Records for the task:
------------------------------

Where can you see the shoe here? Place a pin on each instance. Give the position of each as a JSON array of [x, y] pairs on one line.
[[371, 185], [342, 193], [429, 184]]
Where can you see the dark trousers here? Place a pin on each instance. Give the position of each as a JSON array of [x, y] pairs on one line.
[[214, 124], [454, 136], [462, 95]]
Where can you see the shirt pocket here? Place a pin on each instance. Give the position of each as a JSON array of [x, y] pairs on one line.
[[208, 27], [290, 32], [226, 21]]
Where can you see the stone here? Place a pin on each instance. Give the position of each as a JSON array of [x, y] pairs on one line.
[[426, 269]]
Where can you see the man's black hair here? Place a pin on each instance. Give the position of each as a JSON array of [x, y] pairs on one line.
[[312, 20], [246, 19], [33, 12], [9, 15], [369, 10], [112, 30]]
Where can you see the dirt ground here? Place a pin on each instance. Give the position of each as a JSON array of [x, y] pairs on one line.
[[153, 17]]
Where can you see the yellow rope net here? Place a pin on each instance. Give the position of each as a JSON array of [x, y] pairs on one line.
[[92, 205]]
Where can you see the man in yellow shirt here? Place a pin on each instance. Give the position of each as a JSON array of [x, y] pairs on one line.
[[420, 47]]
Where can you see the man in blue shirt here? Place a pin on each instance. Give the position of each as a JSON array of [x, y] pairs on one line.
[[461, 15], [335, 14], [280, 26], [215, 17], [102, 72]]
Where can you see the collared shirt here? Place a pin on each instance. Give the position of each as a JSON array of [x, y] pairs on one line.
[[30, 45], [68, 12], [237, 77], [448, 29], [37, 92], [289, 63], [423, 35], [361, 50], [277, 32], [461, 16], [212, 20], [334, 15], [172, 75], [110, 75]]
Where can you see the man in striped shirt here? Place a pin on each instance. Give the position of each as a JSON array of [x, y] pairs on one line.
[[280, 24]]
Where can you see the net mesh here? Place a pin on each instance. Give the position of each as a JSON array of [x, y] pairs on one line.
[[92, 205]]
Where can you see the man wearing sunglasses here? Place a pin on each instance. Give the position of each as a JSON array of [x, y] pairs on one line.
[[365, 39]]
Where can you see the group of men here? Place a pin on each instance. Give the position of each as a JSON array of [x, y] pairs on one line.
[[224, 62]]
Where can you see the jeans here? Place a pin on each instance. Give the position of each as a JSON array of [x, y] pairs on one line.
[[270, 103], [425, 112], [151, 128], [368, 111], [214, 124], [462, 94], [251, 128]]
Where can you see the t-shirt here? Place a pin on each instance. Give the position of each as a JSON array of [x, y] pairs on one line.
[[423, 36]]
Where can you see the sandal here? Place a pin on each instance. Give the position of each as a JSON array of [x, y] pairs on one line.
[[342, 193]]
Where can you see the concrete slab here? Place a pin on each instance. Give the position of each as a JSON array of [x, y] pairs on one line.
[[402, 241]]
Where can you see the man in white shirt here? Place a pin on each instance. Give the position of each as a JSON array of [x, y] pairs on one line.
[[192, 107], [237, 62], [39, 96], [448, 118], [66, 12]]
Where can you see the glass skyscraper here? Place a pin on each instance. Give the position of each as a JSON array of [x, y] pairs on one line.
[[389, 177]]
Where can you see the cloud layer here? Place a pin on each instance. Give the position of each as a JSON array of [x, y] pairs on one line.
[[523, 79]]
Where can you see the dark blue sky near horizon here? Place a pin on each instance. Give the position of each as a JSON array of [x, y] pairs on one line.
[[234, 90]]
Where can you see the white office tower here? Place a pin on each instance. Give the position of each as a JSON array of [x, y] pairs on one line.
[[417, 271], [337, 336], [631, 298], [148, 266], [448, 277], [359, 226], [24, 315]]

------------------------------

Nothing should be changed: write out all of the data as is.

Where can you see the shoe here? Place a pin on each instance. Give the position of each as a JSON array of [x, y] pairs on one line.
[[371, 185], [342, 193], [429, 184]]
Where can you see the dark trousers here? Place a pin on each instance. Give the position of each as a JSON array of [x, y] pairs on one line.
[[214, 124], [454, 136], [462, 95]]
Where can you see the shirt pocket here? Place a pin on each instance. Give the position of each as a JSON array of [x, y] pairs on one line.
[[208, 27], [290, 32], [226, 21]]
Where can you see the stone here? Place a pin on each instance. Give the position of each as a JSON array of [x, y] pairs on one line.
[[426, 269]]
Where can you see the man's black hair here? Place a pin on each instance. Give the position of each as a JSON array of [x, y] pairs on one line.
[[312, 20], [246, 19], [33, 12], [9, 15], [369, 10], [112, 30]]
Where can you see the dirt ground here? Place a pin on each instance. Give the position of each as a JSON array of [x, y] pairs on one line.
[[153, 17]]
Where can you see the yellow rope net here? Place a pin on each instance. Give the position of each as a JSON array of [x, y] pairs on one line.
[[92, 205]]
Where can you see the man in yellow shirt here? Place a pin on each instance. Give the position of each as a JSON array of [x, y] pairs on one line.
[[420, 47]]
Where can you see the man in blue shirt here? Place a pin on each instance. Give the position of each as a JSON array of [x, y] pairs on one line.
[[461, 15], [335, 14], [280, 26], [215, 17], [102, 72]]
Where can you see the collared shirt here? Place a pin on each instance. Give the position of each as a JSON array of [x, y] pairs on one line.
[[30, 45], [68, 12], [237, 77], [448, 29], [37, 92], [289, 63], [423, 35], [361, 50], [277, 32], [461, 16], [212, 20], [334, 15], [172, 75], [110, 75]]
Where can you see the man in striped shirt here? Place a pin on each instance. Give the position of each as a JSON array of [x, y] pairs on one line.
[[280, 24]]
Where can you see the net mesh here? Place a pin on each instance. Give the position of each as a JSON array of [x, y] pairs on one line.
[[92, 205]]
Where can you see the man wearing sunglasses here? Place a pin on each instance. Give the position of each as a JSON array of [x, y] pairs on one line.
[[365, 39]]
Where can you see the group of men here? Place a pin on each instance. Give the position of each as a JSON array of [x, y] pairs on one line.
[[224, 62]]
Where can you see the jeans here? Place a pin on each instance. Give the position of each as a JSON array of [x, y] pairs on one line.
[[270, 103], [425, 112], [151, 128], [368, 111], [214, 124], [462, 94], [251, 128]]
Where can you see the t-shirt here? Place a pin on each instance. Give the position of each as a JSON array of [x, y] pairs on one line.
[[423, 36]]
Where can you see the sandal here? Place a pin on each instance. Give the position of each as a JSON array of [x, y] pairs on one line.
[[342, 193]]
Where can you see the concrete slab here? Place a pin on each instance. Give the position of each as a JSON array of [x, y] pairs on one line.
[[402, 241]]
Where can you see the man in white shirt here? Place a pin on each instance. Give the position of each as a JSON array of [x, y] pairs on one line.
[[192, 107], [237, 62], [39, 96], [448, 118], [66, 12]]
Where can you see the glass skyscraper here? Place a pin on each instance. Give the position of each as a JSON array of [x, y] pairs on one line.
[[389, 177]]
Where can you see the cloud layer here? Place a pin on each instance. Give the position of each as a JSON array of [x, y] pairs on one line.
[[523, 79]]
Where can you see the dark blue sky near horizon here? Place a pin on each instance. Give the position of each as a JSON array of [x, y] pairs on one line.
[[234, 90]]
Where can you see the white office tower here? Place a pin on each instance. Give the position of each as a JSON array of [x, y] pairs on one line.
[[417, 271], [337, 336], [631, 298], [148, 266], [448, 277], [359, 226], [24, 315]]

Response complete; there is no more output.